━━━ RECORDS FOR THE TASK

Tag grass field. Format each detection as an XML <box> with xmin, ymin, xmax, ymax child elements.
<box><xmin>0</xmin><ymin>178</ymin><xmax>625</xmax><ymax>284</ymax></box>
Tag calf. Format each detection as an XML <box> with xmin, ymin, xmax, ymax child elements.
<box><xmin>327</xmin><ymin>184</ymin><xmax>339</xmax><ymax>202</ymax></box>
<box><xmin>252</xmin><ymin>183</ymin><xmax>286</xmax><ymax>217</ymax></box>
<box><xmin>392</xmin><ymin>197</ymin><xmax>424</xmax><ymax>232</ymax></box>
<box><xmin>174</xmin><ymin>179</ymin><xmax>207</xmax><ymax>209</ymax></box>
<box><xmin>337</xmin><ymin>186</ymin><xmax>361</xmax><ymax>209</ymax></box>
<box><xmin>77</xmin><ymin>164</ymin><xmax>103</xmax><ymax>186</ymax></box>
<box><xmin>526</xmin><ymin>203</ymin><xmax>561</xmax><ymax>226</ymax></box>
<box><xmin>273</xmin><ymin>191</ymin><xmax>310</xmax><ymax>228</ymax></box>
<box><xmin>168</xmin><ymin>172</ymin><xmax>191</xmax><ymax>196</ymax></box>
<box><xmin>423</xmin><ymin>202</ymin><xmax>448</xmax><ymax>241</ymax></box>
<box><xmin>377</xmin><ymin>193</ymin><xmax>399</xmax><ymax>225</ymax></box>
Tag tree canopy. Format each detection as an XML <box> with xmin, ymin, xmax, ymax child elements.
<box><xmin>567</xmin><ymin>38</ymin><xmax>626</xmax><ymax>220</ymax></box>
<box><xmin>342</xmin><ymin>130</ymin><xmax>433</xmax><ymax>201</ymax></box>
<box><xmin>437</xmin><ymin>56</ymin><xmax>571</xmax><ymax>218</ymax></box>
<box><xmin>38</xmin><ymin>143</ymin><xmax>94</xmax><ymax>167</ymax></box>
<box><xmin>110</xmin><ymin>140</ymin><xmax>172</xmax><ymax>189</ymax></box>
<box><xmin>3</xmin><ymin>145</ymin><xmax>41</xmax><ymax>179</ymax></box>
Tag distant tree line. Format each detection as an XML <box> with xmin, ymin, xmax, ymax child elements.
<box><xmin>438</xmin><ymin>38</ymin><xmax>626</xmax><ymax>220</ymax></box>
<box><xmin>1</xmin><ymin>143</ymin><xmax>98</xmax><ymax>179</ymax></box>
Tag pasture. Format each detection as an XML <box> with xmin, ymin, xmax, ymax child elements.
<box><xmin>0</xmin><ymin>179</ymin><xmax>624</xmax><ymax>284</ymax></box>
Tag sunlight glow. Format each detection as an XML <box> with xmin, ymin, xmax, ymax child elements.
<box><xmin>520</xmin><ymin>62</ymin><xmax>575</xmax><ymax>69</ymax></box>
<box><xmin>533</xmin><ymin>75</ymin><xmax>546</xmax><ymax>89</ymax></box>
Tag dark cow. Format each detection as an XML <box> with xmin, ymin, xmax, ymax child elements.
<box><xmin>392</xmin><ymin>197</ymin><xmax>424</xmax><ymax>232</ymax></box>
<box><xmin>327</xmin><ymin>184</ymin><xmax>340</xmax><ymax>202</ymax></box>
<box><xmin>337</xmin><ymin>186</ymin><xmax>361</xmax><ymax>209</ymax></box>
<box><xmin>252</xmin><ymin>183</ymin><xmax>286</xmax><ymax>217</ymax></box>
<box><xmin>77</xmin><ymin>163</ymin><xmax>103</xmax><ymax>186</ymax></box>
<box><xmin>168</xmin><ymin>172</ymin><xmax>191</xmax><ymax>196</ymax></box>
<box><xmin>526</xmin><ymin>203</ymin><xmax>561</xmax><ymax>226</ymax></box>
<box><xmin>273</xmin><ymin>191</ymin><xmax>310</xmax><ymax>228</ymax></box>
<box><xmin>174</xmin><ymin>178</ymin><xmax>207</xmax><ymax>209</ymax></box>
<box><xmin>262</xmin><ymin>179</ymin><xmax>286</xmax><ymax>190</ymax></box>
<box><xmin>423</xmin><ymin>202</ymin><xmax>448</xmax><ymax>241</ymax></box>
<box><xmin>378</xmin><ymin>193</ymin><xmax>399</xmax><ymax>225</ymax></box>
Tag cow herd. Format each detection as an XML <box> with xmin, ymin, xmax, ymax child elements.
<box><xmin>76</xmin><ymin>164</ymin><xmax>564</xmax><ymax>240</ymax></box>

━━━━━━

TASK INSTRUCTIONS:
Word for word, set down each line of the material.

WRITTEN SOLUTION:
Tag grass field. Format each detection as an XML <box> with xmin, ymin, xmax, ymax child elements.
<box><xmin>0</xmin><ymin>178</ymin><xmax>625</xmax><ymax>284</ymax></box>
Tag calf. Format each detection as an XML <box> with xmin, ymin, xmax, ymax child elements.
<box><xmin>327</xmin><ymin>184</ymin><xmax>339</xmax><ymax>202</ymax></box>
<box><xmin>252</xmin><ymin>183</ymin><xmax>286</xmax><ymax>217</ymax></box>
<box><xmin>392</xmin><ymin>197</ymin><xmax>424</xmax><ymax>232</ymax></box>
<box><xmin>174</xmin><ymin>179</ymin><xmax>207</xmax><ymax>209</ymax></box>
<box><xmin>337</xmin><ymin>186</ymin><xmax>361</xmax><ymax>209</ymax></box>
<box><xmin>77</xmin><ymin>164</ymin><xmax>103</xmax><ymax>186</ymax></box>
<box><xmin>526</xmin><ymin>203</ymin><xmax>561</xmax><ymax>226</ymax></box>
<box><xmin>273</xmin><ymin>191</ymin><xmax>310</xmax><ymax>228</ymax></box>
<box><xmin>168</xmin><ymin>172</ymin><xmax>191</xmax><ymax>196</ymax></box>
<box><xmin>423</xmin><ymin>202</ymin><xmax>448</xmax><ymax>241</ymax></box>
<box><xmin>377</xmin><ymin>193</ymin><xmax>399</xmax><ymax>225</ymax></box>
Tag tree canopy. Format each detection as an XML <box> with xmin, ymin, xmax, ymax child elements.
<box><xmin>567</xmin><ymin>38</ymin><xmax>626</xmax><ymax>220</ymax></box>
<box><xmin>342</xmin><ymin>130</ymin><xmax>433</xmax><ymax>201</ymax></box>
<box><xmin>437</xmin><ymin>56</ymin><xmax>571</xmax><ymax>218</ymax></box>
<box><xmin>38</xmin><ymin>143</ymin><xmax>94</xmax><ymax>167</ymax></box>
<box><xmin>110</xmin><ymin>140</ymin><xmax>172</xmax><ymax>189</ymax></box>
<box><xmin>3</xmin><ymin>145</ymin><xmax>41</xmax><ymax>179</ymax></box>
Tag distant tree line. Format each detection as an XML <box> with xmin, ymin, xmax, ymax child elements.
<box><xmin>438</xmin><ymin>38</ymin><xmax>626</xmax><ymax>220</ymax></box>
<box><xmin>1</xmin><ymin>143</ymin><xmax>98</xmax><ymax>179</ymax></box>
Tag pasture. Format each detection as an XML <box> with xmin, ymin, xmax, ymax child elements.
<box><xmin>0</xmin><ymin>179</ymin><xmax>624</xmax><ymax>284</ymax></box>
Tag sunlight glow. Format each detection as an XML <box> with xmin, ymin, xmax, ymax child elements.
<box><xmin>520</xmin><ymin>62</ymin><xmax>575</xmax><ymax>69</ymax></box>
<box><xmin>533</xmin><ymin>75</ymin><xmax>546</xmax><ymax>89</ymax></box>
Tag dark cow. Format each detection as an XML <box> with xmin, ymin, xmax, ymax child elements.
<box><xmin>392</xmin><ymin>197</ymin><xmax>424</xmax><ymax>232</ymax></box>
<box><xmin>327</xmin><ymin>184</ymin><xmax>340</xmax><ymax>202</ymax></box>
<box><xmin>337</xmin><ymin>186</ymin><xmax>361</xmax><ymax>209</ymax></box>
<box><xmin>252</xmin><ymin>183</ymin><xmax>286</xmax><ymax>217</ymax></box>
<box><xmin>77</xmin><ymin>163</ymin><xmax>103</xmax><ymax>186</ymax></box>
<box><xmin>168</xmin><ymin>172</ymin><xmax>191</xmax><ymax>196</ymax></box>
<box><xmin>526</xmin><ymin>203</ymin><xmax>561</xmax><ymax>226</ymax></box>
<box><xmin>273</xmin><ymin>191</ymin><xmax>310</xmax><ymax>228</ymax></box>
<box><xmin>174</xmin><ymin>178</ymin><xmax>207</xmax><ymax>209</ymax></box>
<box><xmin>262</xmin><ymin>179</ymin><xmax>286</xmax><ymax>190</ymax></box>
<box><xmin>423</xmin><ymin>202</ymin><xmax>448</xmax><ymax>241</ymax></box>
<box><xmin>378</xmin><ymin>193</ymin><xmax>399</xmax><ymax>225</ymax></box>
Tag cow herd. Format each detection as an XML <box> with xmin, ymin, xmax, ymax child elements.
<box><xmin>76</xmin><ymin>164</ymin><xmax>564</xmax><ymax>240</ymax></box>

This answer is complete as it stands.